- [DIRECTIVE]: Could you transcribe the material below exactly, without leaving out a single line?

[Raw records]

§

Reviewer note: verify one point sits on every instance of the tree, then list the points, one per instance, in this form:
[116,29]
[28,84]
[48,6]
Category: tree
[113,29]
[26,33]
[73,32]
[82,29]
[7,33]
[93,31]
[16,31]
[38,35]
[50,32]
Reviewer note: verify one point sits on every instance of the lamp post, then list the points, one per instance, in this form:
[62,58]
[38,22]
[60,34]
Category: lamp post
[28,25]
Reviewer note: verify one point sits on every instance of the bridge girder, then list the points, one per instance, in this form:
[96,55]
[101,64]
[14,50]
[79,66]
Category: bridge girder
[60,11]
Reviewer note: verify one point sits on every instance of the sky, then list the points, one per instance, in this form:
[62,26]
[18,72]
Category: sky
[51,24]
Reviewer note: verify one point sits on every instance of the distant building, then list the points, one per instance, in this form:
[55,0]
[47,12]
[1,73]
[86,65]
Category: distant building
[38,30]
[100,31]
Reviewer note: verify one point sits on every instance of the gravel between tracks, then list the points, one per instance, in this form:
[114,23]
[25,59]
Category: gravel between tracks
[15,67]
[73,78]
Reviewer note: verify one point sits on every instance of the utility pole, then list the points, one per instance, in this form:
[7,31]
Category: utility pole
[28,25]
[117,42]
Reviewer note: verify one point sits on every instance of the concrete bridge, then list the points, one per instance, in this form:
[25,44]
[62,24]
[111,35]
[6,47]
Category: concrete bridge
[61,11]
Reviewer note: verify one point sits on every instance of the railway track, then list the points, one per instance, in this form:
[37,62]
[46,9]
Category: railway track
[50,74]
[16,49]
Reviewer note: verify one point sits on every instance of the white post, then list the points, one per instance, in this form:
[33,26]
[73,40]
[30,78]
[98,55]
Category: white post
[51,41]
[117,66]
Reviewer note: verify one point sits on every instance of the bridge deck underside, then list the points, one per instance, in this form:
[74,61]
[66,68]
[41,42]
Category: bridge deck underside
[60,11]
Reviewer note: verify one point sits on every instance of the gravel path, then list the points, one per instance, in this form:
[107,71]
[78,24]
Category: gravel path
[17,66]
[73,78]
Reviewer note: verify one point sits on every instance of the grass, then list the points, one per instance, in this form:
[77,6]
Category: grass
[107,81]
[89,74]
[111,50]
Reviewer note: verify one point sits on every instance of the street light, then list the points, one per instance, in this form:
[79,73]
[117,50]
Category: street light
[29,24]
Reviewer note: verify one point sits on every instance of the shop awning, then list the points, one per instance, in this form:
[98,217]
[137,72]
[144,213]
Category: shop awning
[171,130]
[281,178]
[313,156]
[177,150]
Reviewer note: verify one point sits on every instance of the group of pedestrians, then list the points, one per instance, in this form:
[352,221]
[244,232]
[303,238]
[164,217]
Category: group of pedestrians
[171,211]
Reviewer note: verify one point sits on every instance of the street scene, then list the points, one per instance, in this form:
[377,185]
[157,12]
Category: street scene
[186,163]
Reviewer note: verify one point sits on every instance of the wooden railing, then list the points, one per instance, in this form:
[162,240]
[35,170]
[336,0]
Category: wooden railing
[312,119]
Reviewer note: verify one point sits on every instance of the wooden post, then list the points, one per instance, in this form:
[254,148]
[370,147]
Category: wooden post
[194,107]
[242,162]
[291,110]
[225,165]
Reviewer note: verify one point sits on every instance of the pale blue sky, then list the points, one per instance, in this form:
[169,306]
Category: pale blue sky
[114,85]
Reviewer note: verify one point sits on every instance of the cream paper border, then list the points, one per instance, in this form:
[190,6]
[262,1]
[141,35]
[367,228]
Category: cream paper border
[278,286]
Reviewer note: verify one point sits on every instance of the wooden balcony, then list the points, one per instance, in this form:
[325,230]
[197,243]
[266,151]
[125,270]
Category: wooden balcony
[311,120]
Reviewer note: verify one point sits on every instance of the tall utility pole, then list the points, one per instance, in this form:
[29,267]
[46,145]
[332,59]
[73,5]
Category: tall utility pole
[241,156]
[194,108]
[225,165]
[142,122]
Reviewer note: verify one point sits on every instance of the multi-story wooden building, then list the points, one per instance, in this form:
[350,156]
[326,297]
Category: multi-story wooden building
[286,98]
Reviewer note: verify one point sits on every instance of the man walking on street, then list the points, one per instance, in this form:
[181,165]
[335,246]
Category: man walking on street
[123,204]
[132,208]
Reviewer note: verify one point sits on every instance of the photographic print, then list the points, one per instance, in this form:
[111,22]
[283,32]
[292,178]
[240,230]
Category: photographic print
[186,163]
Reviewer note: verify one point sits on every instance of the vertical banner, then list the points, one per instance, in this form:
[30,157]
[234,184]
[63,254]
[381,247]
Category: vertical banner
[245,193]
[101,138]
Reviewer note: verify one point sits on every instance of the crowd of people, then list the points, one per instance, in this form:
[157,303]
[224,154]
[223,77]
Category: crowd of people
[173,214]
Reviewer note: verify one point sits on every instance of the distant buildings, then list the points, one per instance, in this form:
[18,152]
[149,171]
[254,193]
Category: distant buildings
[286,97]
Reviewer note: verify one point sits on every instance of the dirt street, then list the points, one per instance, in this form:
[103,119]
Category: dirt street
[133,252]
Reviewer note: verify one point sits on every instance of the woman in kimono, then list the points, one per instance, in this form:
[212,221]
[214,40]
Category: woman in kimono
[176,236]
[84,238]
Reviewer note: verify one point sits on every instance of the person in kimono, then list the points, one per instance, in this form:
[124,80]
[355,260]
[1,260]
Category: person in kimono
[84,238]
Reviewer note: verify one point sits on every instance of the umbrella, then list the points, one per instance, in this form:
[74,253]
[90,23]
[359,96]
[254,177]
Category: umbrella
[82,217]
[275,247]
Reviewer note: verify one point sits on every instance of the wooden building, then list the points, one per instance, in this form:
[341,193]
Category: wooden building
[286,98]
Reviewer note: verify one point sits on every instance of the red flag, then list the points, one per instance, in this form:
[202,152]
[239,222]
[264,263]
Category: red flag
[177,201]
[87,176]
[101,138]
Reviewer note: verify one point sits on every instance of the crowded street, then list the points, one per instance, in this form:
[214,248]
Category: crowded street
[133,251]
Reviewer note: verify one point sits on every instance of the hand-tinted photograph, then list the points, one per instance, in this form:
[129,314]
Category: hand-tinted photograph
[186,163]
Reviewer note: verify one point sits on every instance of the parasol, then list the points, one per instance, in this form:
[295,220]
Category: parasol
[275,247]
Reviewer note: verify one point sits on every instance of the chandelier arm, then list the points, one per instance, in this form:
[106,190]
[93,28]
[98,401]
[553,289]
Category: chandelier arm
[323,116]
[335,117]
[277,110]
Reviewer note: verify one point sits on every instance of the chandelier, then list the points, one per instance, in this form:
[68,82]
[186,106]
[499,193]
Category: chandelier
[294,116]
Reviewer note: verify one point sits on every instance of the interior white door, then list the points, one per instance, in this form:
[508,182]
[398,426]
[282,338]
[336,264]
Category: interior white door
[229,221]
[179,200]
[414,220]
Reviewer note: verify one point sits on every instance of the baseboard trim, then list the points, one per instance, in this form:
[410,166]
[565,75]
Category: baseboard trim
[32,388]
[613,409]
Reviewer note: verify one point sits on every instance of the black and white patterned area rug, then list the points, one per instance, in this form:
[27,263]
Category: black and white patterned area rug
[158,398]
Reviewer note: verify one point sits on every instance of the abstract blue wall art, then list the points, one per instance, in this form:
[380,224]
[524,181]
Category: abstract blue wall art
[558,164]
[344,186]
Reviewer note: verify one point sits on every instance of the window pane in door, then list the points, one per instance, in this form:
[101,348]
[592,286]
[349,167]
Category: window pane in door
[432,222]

§

- [RESULT OF THE TASK]:
Reviewer note: verify one point sits on every instance of the tree, then list the points, one per instance, in this form:
[116,29]
[28,84]
[48,6]
Category: tree
[113,29]
[26,33]
[73,32]
[82,29]
[7,33]
[93,31]
[16,31]
[38,35]
[50,32]
Reviewer note: verify one point sits on every instance of the lamp post, then list the points, one per instance, in this form:
[62,58]
[38,22]
[60,34]
Category: lamp post
[28,25]
Reviewer note: verify one point sits on every instance of the bridge girder, then list the points, one per instance, in this form:
[96,55]
[101,64]
[14,50]
[79,66]
Category: bridge girder
[60,11]
Reviewer note: verify one point sits on every instance of the sky, then list the points, one per instance, in this form:
[62,26]
[18,72]
Category: sky
[51,24]
Reviewer note: verify one point sits on every instance of the distant building, then list the points, one per instance, in this form:
[55,0]
[47,12]
[1,73]
[86,65]
Category: distant building
[38,30]
[100,31]
Reviewer note: verify one point sits on every instance of the gravel between tracks, then list the points, one per instance, in this form:
[114,23]
[25,59]
Category: gravel between tracks
[15,67]
[73,78]
Reviewer note: verify one point sits on every instance of the utility pole, then list the points, one per instance, in this form:
[7,31]
Category: utility pole
[28,25]
[117,42]
Reviewer note: verify one point sits on every instance of the concrete bridge, then list the points, one per instance, in this form:
[25,44]
[62,24]
[111,35]
[6,47]
Category: concrete bridge
[61,11]
Reviewer note: verify one point sits on every instance of the railway track, then list the points, one per instance, in this form:
[37,62]
[46,9]
Category: railway track
[50,74]
[16,49]
Reviewer note: verify one point sits on every instance of the white post, then list the points, one per instance, in this form:
[33,26]
[73,40]
[30,78]
[98,55]
Category: white post
[51,41]
[117,66]
Reviewer note: verify one point sits on every instance of the bridge deck underside, then list the points, one per instance, in this form:
[74,61]
[66,68]
[41,42]
Category: bridge deck underside
[60,11]
Reviewer note: verify one point sits on every instance of the gravel path, then list the points, one per instance, in this form:
[107,71]
[78,24]
Category: gravel path
[17,66]
[73,78]
Reviewer note: verify one point sits on every instance of the grass, then list the points, one per instance, in this form:
[77,6]
Category: grass
[107,81]
[89,74]
[111,50]
Reviewer note: verify one point sits on every instance of the street light, then list the points, one per instance, in this form:
[79,73]
[117,50]
Category: street light
[29,24]
Reviewer note: verify one point sits on every instance of the shop awning, then list the points, one per instance, in this form:
[98,217]
[137,72]
[144,213]
Category: shop awning
[171,130]
[281,178]
[313,156]
[177,150]
Reviewer note: verify one point sits on every instance of the group of pedestrians, then list the points, one per instance, in this form:
[352,221]
[244,232]
[303,238]
[164,217]
Category: group of pedestrians
[171,211]
Reviewer note: verify one point sits on every instance of the street scene, then list the points, one per instance, in this form:
[377,185]
[157,12]
Category: street scene
[186,163]
Reviewer note: verify one point sits on every instance of the wooden railing, then list the points, one per instance, in this form:
[162,240]
[35,170]
[336,0]
Category: wooden railing
[312,119]
Reviewer note: verify one point sits on every instance of the wooden post, then list the points, one per instance, in this form:
[254,148]
[370,147]
Category: wooden post
[194,107]
[242,162]
[291,110]
[225,165]
Reviewer note: verify one point sits on every instance of the pale blue sky, then list the points, one per instance, in this form:
[169,306]
Category: pale blue sky
[114,85]
Reviewer note: verify one point sits on every instance of the cream paper border, then list the points, one per instance, in this form:
[190,6]
[262,1]
[141,35]
[367,228]
Category: cream paper border
[278,286]
Reviewer note: verify one point sits on every instance of the wooden balcony, then list the points, one per instance, in this form:
[325,230]
[197,243]
[266,151]
[125,270]
Category: wooden balcony
[311,120]
Reviewer note: verify one point sits on every instance of the tall utility pole, then list the points, one per instance, in this form:
[29,267]
[46,145]
[332,59]
[73,5]
Category: tall utility pole
[241,156]
[194,108]
[225,165]
[142,122]
Reviewer note: verify one point sits on every instance of the multi-story wooden building, then list the points, one per instance, in this form:
[350,156]
[326,297]
Category: multi-story wooden building
[286,98]
Reviewer note: verify one point sits on every instance of the man walking on street, then list the points, one per instance, in this form:
[181,165]
[335,246]
Category: man walking on street
[123,204]
[132,208]
Reviewer note: verify one point sits on every instance of the photographic print, then list the points, one per instance, in this form:
[111,22]
[283,32]
[292,178]
[240,230]
Category: photographic print
[186,163]
Reviewer note: verify one point sits on every instance of the vertical banner, then list the points, one per instance, in this form:
[30,157]
[234,184]
[63,254]
[381,247]
Category: vertical banner
[245,193]
[101,138]
Reviewer note: verify one point sits on every instance of the crowd of people, then list the points, one per instance, in this form:
[157,303]
[224,154]
[223,77]
Category: crowd of people
[173,214]
Reviewer note: verify one point sits on every instance of the distant buildings, then list the points, one per instance, in this form:
[18,152]
[149,171]
[254,193]
Category: distant buildings
[286,97]
Reviewer note: verify one point sits on every instance of the dirt street, then list the points, one per instance, in this form:
[103,119]
Category: dirt street
[133,252]
Reviewer note: verify one point sits on every instance of the woman in kimono, then list the points, one per instance, in this form:
[212,221]
[214,40]
Category: woman in kimono
[176,236]
[84,238]
Reviewer note: verify one point sits on every instance of the person in kimono, then list the points, one per instance, in this form:
[124,80]
[355,260]
[1,260]
Category: person in kimono
[84,238]
Reviewer note: verify one point sits on every instance of the umbrella, then list the points, one per instance, in this form:
[74,253]
[90,23]
[359,96]
[254,177]
Category: umbrella
[82,217]
[275,247]
Reviewer note: verify one point sits on every instance of the wooden building, then list the points, one per instance, in this form:
[341,193]
Category: wooden building
[286,98]
Reviewer note: verify one point sits on every instance of the red flag, then list the points, one per instance, in this form:
[202,152]
[239,222]
[264,263]
Category: red flag
[177,201]
[87,176]
[101,138]
Reviewer note: verify one point sits on every instance of the crowded street, then list the points, one per instance, in this form:
[214,248]
Category: crowded street
[133,251]
Reviewer note: verify one point sits on every instance of the hand-tinted photograph, then list the points, one per instance, in this form:
[129,314]
Category: hand-tinted photograph
[186,163]
Reviewer note: verify one point sits on every instance of the parasol, then list the points, one per instance, in this form:
[295,220]
Category: parasol
[275,247]
Reviewer note: verify one point sits on every instance of the chandelier arm, then list the points, one per instance, in this form:
[106,190]
[93,28]
[98,401]
[553,289]
Category: chandelier arm
[323,116]
[335,117]
[277,110]
Reviewer note: verify one point sits on every instance of the chandelier, then list the points, one per instance, in this form:
[68,82]
[186,106]
[499,193]
Category: chandelier
[294,116]
Reviewer note: verify one point sits on every instance of the interior white door, then list the points, one per instance, in this form:
[508,182]
[398,426]
[282,338]
[336,264]
Category: interior white door
[229,221]
[179,200]
[414,220]
Reviewer note: verify one point sits on every instance of the baseboard trim, then list the points, one per instance, in this form:
[410,166]
[565,75]
Category: baseboard trim
[32,388]
[613,409]
Reviewer note: verify one point sits on every instance of the black and white patterned area rug, then list the points, one per instance, in this form:
[27,263]
Category: black and white patterned area rug
[158,398]
Reviewer note: verify one point sits on every instance of the abstract blue wall art, then list the points, one per instance, in this form:
[380,224]
[524,181]
Category: abstract blue wall art
[558,164]
[344,186]
Reviewer note: verify one point sits on every instance of the window pane in door, then list the points, one per instance, in this form:
[101,348]
[592,286]
[349,167]
Category: window pane in door
[432,222]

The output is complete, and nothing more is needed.